Exercise objective: Exact reproduction is required for all entries.

---------- Input data ----------

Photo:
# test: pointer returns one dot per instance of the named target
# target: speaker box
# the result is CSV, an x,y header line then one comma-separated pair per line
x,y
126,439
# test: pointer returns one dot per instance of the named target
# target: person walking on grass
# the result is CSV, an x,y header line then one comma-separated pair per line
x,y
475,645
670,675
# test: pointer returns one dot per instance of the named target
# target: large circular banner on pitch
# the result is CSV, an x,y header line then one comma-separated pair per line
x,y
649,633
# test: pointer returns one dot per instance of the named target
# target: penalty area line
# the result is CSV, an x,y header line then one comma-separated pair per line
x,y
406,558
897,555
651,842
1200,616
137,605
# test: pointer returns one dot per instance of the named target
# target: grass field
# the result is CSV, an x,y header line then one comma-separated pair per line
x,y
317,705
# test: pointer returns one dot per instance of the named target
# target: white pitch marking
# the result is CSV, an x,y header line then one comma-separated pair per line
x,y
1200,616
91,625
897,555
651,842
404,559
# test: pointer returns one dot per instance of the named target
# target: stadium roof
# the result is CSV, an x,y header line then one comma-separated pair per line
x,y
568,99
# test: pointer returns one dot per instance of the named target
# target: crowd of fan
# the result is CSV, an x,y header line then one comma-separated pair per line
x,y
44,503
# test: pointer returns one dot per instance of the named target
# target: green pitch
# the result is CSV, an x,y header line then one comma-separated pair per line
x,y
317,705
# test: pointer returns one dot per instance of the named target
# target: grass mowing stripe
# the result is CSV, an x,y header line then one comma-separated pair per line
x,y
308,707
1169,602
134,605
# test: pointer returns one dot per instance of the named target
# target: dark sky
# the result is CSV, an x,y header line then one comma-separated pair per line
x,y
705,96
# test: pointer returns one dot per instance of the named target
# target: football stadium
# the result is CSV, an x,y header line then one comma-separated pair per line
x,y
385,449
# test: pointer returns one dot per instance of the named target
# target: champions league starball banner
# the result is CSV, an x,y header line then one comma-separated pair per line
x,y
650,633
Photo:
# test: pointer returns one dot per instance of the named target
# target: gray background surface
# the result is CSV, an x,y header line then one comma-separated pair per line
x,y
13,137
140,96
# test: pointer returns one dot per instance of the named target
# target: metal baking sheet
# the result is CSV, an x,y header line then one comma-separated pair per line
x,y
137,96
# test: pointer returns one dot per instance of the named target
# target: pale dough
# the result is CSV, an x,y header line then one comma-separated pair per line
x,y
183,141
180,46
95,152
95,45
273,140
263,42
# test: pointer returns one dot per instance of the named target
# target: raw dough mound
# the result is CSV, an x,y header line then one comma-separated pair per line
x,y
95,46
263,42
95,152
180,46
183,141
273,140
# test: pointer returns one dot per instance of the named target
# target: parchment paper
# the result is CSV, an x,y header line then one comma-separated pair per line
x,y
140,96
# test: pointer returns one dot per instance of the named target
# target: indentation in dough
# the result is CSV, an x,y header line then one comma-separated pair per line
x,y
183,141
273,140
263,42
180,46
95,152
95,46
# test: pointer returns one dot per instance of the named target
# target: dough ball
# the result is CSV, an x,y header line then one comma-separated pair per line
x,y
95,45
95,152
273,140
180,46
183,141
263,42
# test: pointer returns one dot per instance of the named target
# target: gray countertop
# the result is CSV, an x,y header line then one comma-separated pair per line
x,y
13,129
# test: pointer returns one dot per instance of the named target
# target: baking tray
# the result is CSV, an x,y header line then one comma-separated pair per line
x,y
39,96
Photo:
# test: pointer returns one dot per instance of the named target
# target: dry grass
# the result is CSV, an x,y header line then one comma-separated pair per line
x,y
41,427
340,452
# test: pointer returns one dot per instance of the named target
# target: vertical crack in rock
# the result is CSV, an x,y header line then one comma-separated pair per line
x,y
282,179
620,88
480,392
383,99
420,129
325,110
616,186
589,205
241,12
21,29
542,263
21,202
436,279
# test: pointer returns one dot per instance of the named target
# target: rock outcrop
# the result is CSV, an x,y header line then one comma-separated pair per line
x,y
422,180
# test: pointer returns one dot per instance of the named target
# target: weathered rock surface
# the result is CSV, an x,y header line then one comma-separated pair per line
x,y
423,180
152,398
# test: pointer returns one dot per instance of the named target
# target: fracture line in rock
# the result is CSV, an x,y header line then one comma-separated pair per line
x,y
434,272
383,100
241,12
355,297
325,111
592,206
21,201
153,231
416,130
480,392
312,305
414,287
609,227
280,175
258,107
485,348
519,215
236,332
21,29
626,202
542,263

----------

Full response:
Photo:
# test: pointer returns one dot per instance of the named target
# target: speaker box
# the result is CSV, an x,y header line then one comma-separated pair per line
x,y
126,439
# test: pointer returns one dot per instance of the named target
# target: person walking on grass
# the result is CSV, an x,y header line then one comma-separated pair per line
x,y
475,645
670,675
# test: pointer returns one dot per instance of the named target
# target: large circular banner on pitch
# the result is CSV, an x,y header line then one comma-separated pair per line
x,y
649,633
# test: pointer returns one dot per instance of the named target
# target: penalty area line
# the result is CSV, an x,y header line then one comma-separated pair per line
x,y
406,558
897,555
651,842
1200,616
137,605
# test: pointer returns one dot per instance of the named target
# target: grass field
# the result is CSV, an x,y header line then one comma-separated pair per line
x,y
317,705
# test: pointer returns one dot per instance of the named target
# target: white pitch marking
# the result is CSV, an x,y header line then one comma-separated pair per line
x,y
1200,616
91,625
897,555
651,842
404,559
# test: pointer returns one dot per instance of the named target
# target: stadium roof
# the result is CSV, an x,y header line then one comma-separated pair per line
x,y
568,99
# test: pointer returns one dot per instance of the named target
# target: crowd of fan
# the result is CSV, an x,y header line then one comma-separated pair per line
x,y
44,503
# test: pointer returns one dot per instance of the named target
# target: green pitch
# the result is CSV, an x,y header line then one comma-separated pair per line
x,y
317,705
# test: pointer returns one dot per instance of the named target
# target: grass mowing stripe
# the result is CSV, an x,y header line then one comma-separated pair per line
x,y
308,707
1169,602
134,605
# test: pointer returns one dot per instance of the named target
# target: dark sky
# the result is CSV, an x,y header line then one comma-separated pair per line
x,y
705,96
# test: pointer returns one dot per instance of the named target
# target: football stadium
# the result is CSV, an x,y header line then one comma-separated pair per line
x,y
385,449
# test: pointer returns one dot per instance of the named target
# target: champions league starball banner
# the result is CSV, an x,y header line then one comma-separated pair per line
x,y
650,633
Photo:
# test: pointer returns one dot per instance of the named target
# target: gray background surface
# the result is CSV, an x,y header line then one comma-separated pair per line
x,y
13,137
140,96
# test: pointer returns one dot per instance of the named target
# target: metal baking sheet
# the result is CSV, an x,y header line then one comma-separated pair per line
x,y
137,96
# test: pointer returns one dot per instance of the named target
# target: pale dough
# the result is CSV, an x,y header line then one comma-separated pair per line
x,y
183,141
180,46
95,152
95,45
273,140
263,42
# test: pointer returns one dot per instance of the named target
# target: raw dough mound
# the result is CSV, an x,y header line then one comma-separated pair per line
x,y
95,46
263,42
95,152
180,46
183,141
273,140
# test: pointer returns one dot per instance of the named target
# target: parchment paper
# the result is CSV, an x,y header line then one comma-separated pair per line
x,y
140,96
# test: pointer returns one dot per instance of the named target
# target: indentation in dough
# the result is CSV, an x,y header line then one comma-separated pair per line
x,y
183,141
273,140
263,42
180,46
95,152
95,46
# test: pointer returns one dot per instance of the named target
# target: dough ball
# the result is CSV, an x,y header line then one comma-separated pair per line
x,y
95,45
95,152
273,140
180,46
183,141
263,42
# test: pointer returns one dot per instance of the named target
# target: gray countertop
# the result is CSV, an x,y header line then one comma-separated pair per line
x,y
13,129
# test: pointer returns one dot per instance of the named target
# target: baking tray
# the result is CSV, an x,y header line then one comma-separated pair per line
x,y
39,96
Photo:
# test: pointer returns one dot per instance of the named target
# target: dry grass
# the result is CSV, an x,y header line then one comma-separated pair per line
x,y
41,427
340,452
# test: pointer returns one dot per instance of the named target
# target: vertical crack in rock
# the result is CSV, an x,y header line then one comma-separated pair per line
x,y
282,179
620,88
480,392
383,99
420,129
325,110
616,186
589,205
241,12
21,29
542,263
21,202
436,279
# test: pointer returns one dot per instance of the named target
# target: rock outcrop
# the result is CSV, an x,y header line then one comma-separated pair per line
x,y
422,180
# test: pointer returns one dot per instance of the named target
# target: weathered rock surface
# the result is CSV, an x,y header line then one comma-separated pair per line
x,y
423,180
152,398
# test: pointer returns one dot per instance of the named target
# target: fracture line in rock
# the result is CSV, an x,y header line then one comma-separated pair per line
x,y
434,272
383,100
241,12
355,297
325,111
592,206
21,201
153,231
416,130
480,392
312,305
414,287
609,227
280,175
258,107
485,348
519,215
236,332
21,29
626,202
542,263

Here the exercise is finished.